YOUR INSTRUCTIONS:
Copy all of the records below word for word, and leave the pictures out of your copy.

LISTED ENTRIES:
***
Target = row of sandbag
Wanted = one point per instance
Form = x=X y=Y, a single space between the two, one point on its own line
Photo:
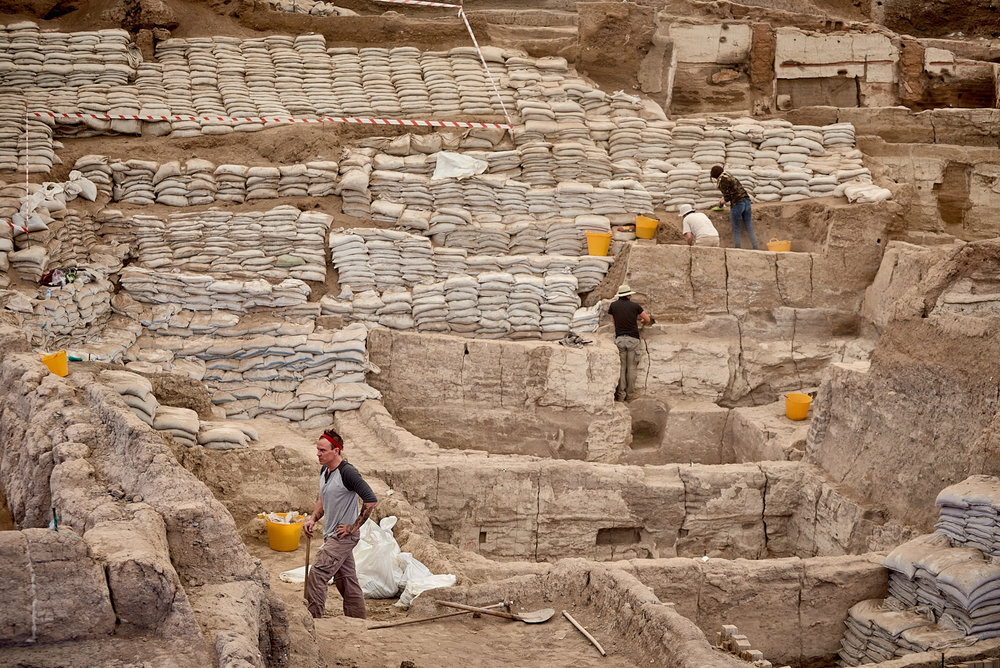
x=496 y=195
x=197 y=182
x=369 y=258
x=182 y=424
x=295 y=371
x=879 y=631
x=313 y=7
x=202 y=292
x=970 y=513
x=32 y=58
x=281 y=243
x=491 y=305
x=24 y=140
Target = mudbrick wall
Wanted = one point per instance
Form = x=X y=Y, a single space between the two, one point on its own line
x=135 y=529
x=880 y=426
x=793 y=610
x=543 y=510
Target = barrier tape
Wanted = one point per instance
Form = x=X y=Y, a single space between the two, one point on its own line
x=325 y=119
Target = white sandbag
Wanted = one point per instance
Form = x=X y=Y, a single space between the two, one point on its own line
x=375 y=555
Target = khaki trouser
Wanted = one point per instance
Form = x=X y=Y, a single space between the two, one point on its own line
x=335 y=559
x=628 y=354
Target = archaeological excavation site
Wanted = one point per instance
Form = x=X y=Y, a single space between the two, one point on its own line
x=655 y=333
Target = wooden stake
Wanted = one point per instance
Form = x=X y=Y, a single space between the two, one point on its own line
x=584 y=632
***
ANSWER TO THIS EXERCISE:
Target = row of sandbag
Wanted = one point per instance
Form = x=X y=Y, a single space between the two, one point on its own line
Photo:
x=496 y=195
x=197 y=182
x=369 y=258
x=182 y=424
x=295 y=371
x=879 y=631
x=313 y=7
x=202 y=292
x=970 y=513
x=32 y=58
x=281 y=243
x=491 y=305
x=24 y=140
Target = mudbrick wall
Wanted = one point per instance
Form = x=X y=Y, a single space between the two, one point on its own line
x=135 y=529
x=880 y=426
x=793 y=610
x=543 y=510
Target = barrier tape
Wanted = one point per instance
Form = x=X y=Y, a single space between the two, one point on its own line
x=325 y=119
Target = white sandbag
Wanted = one point per instance
Form = x=X y=Y, a single space between the two, one point on its own line
x=375 y=555
Target = khaki trouser
Wanted = one point per instance
Form = x=X y=Y, a single space between the two, one point on its own line
x=335 y=559
x=628 y=354
Target = archaeological excavation site
Wanted = one point per instance
Form = x=X y=Y, a single space between the two, one point on its own line
x=655 y=333
Target = wooden stake
Wanted = one point per instance
Form = x=X y=Y, a single space between the two, one point on its own line
x=584 y=632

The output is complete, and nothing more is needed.